**물체 위치에 관한 데이터셋 기록**:
# # # # #

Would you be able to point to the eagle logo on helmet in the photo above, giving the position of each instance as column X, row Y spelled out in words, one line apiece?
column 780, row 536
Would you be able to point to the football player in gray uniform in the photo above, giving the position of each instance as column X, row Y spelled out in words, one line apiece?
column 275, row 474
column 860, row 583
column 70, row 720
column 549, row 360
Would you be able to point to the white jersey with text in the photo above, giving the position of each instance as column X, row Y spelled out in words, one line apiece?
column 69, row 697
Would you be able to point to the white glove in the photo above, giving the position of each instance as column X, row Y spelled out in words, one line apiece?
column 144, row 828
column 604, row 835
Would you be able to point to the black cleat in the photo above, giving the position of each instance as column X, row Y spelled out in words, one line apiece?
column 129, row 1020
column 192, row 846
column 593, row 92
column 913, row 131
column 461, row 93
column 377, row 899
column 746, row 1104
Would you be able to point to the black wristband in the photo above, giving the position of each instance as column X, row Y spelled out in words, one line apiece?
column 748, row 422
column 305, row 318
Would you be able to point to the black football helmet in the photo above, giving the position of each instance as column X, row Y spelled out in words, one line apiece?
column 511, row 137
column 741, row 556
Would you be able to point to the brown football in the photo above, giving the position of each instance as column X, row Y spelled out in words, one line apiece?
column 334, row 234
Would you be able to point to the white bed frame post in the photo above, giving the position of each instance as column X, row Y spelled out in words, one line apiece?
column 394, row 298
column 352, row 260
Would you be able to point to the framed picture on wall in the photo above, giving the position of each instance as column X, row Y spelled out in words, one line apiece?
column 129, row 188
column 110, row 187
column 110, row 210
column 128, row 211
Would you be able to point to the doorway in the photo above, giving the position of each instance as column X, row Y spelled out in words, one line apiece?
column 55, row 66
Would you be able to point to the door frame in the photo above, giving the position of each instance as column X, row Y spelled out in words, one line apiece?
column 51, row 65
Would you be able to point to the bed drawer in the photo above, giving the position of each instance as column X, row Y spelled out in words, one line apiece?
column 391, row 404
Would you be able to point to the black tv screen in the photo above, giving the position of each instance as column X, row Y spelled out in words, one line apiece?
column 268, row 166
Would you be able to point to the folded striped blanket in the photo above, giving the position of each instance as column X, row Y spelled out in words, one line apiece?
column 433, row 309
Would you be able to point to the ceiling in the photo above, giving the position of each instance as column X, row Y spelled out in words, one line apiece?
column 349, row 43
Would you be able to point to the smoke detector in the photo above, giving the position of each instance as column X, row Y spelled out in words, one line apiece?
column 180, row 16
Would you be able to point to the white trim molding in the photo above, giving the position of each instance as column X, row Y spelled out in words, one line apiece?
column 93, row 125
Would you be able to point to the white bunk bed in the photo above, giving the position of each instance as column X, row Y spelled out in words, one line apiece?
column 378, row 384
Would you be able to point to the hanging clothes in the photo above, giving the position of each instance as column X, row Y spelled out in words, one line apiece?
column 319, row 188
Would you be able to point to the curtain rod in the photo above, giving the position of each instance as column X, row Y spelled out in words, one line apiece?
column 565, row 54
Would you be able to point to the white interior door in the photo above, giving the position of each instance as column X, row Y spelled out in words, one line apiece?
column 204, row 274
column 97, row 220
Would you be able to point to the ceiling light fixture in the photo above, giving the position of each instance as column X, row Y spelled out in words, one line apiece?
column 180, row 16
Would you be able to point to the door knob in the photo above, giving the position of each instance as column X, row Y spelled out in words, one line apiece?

# # # # #

**해야 할 일**: 기록의 맨 처음부터 "column 604, row 835"이(가) 들어 있는 줄까지를 다시 쓰되, "white"을(를) "ivory"(으)로 대체하고 나머지는 그대로 두시오.

**아래 답안**:
Would you be able to point to the eagle logo on helmet in the photo above, giving the position of each instance as column X, row Y spelled out in words, one line apiece?
column 780, row 536
Would you be able to point to the football player in gray uniform in the photo above, giving the position of each instance as column X, row Y spelled out in words, one line apiece?
column 275, row 474
column 860, row 583
column 70, row 720
column 549, row 360
Would you be able to point to the ivory jersey with text in the photo above, giving the position of each instance as column X, row Y spelled out in words, one line apiece?
column 69, row 697
Would you be able to point to the ivory glove in the photo above, giving the position of each instance as column X, row Y spelled out in words, one line apiece?
column 144, row 828
column 604, row 835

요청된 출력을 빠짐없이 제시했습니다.